■ **About this task**:
Pick up the news story about University of California admissions for fall 2006 right after its last sentence and keep it going.

■ **Page excerpt**:
The UC system will experience aggressive enrollment growth in fall 2006 if admissions numbers issued by the UC Office of the President are any indication.
UC Irvine may also experience significant growth. According to the UCOP, UC Irvine admitted 22,913 incoming freshman for fall 2006, nearly a 10 percent increase from the fall 2005 admissions.
Asian-American students reached a significant milestone this year. Although Asian-Americans have constituted a majority of admitted students at UCI in the past, Asian-American students surpassed white students statewide as the most-admitted group.
‘UCI was among the campuses showing growth in applicants for fall 2006,’ said Marguerite Bonous-Hammarth, director of admissions and relations with schools at UCI. Bonous-Hammarth indicated that 2006 experienced some dynamic enrollment trends.
UCI’s high admissions emphasize the growth of the university, a growth that specifically looks to increase student diversity and academic excellence.
Fall 2006 applicants are broken into numerous groups. Asian-American groups, who were the plurality, represent a ‘larger percentage [of students] than those from other cohorts applying to a UC,’ Bonous-Hammarth said.
Asian-Americans applied at higher numbers to UCI, thereby increasing their enrollment by 14 percent from last year.
The number of female applicants and admissions also increased substantially from previous years, representing a growing trend of female enrollment in the UC.
Although in 2004, minority enrollment decreased, current trends indicate higher minority applicants and enrollment.
According to the UCOP data for fall 2006 admissions, underrepresented minorities applied in higher numbers with higher admission rates than last year. Minority admission increased from 16.3 percent for fall 2005 to 20.4 percent for fall 2006.
For fall 2006, African-Americans, American Indians and Chicanos comprise 21.7 percent of those students admitted to the UC. That is an increase from last year’s 20.6 percent.
The break down of racial and ethnic groups includes a 0.2 percent increase for African-Americans, a 1.4 percent increase for Asian-Americans, a 0.7 percent increase for Latinos, and a 2.1 percent decrease for Caucasians.

■ **Information**:
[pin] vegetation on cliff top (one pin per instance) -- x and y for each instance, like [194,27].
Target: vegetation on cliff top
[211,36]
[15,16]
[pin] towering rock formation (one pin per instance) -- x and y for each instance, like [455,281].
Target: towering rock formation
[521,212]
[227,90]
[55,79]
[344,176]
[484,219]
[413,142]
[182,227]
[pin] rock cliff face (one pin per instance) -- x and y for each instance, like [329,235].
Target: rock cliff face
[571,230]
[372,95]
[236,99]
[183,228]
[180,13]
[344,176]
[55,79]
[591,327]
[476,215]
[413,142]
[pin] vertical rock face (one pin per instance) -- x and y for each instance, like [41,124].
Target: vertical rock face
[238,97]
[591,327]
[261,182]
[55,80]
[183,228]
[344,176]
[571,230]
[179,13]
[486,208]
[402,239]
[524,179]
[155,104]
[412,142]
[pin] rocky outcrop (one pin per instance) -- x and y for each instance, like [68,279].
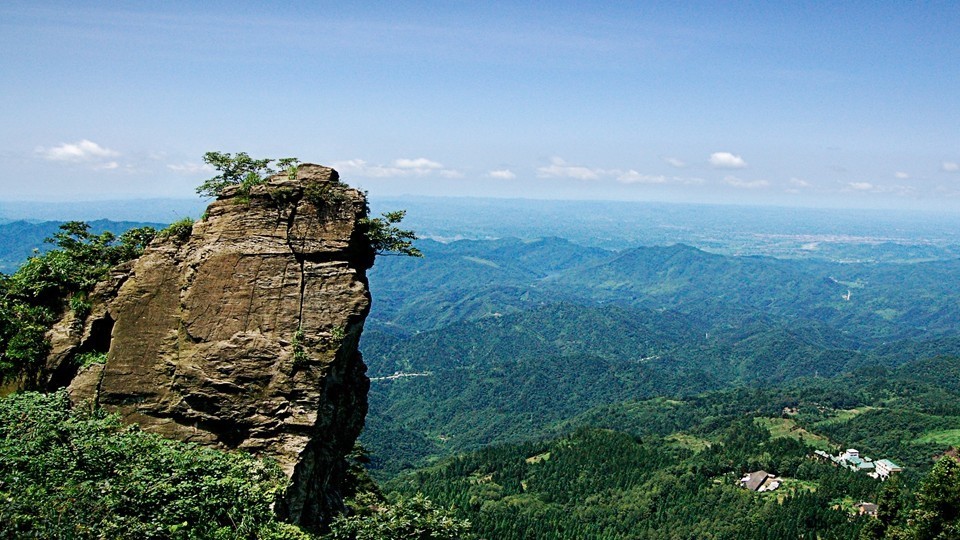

■ **The answer**:
UCI, a relatively young research institution compared to other universities, plans on improving rankings and status to become a flagship UC campus like UCLA and UC Berkeley. Such a ranking not only will attract prospective students, but will improve funding to the university and the overall quality of research at UCI.
The increase in enrollment has been a concern for some students who believe that increased UCI enrollment will decrease the quality of education for current students.
‘I worry that increased enrollment at UCI will affect current students negatively,’ said Huma Siddiqui, a third-year biology major. ‘More students might mean less funding and more crowdedness. I like the idea of having fewer students at the university.’
Other students believe increased and diversified UCI admissions are a great step toward the growth and achievement for the university.
‘I think it’s fantastic,’ said a second-year English major who desired to remain anonymous. ‘The fact that more students want to come to UCI shows that this school has a lot to offer. It should mean additional grants for stuff like research and financial aid since the school is becoming more known.’
According to Bonous-Hammarth and the UC Office of the President, there was no change in the review criteria for fall 2006 applicants.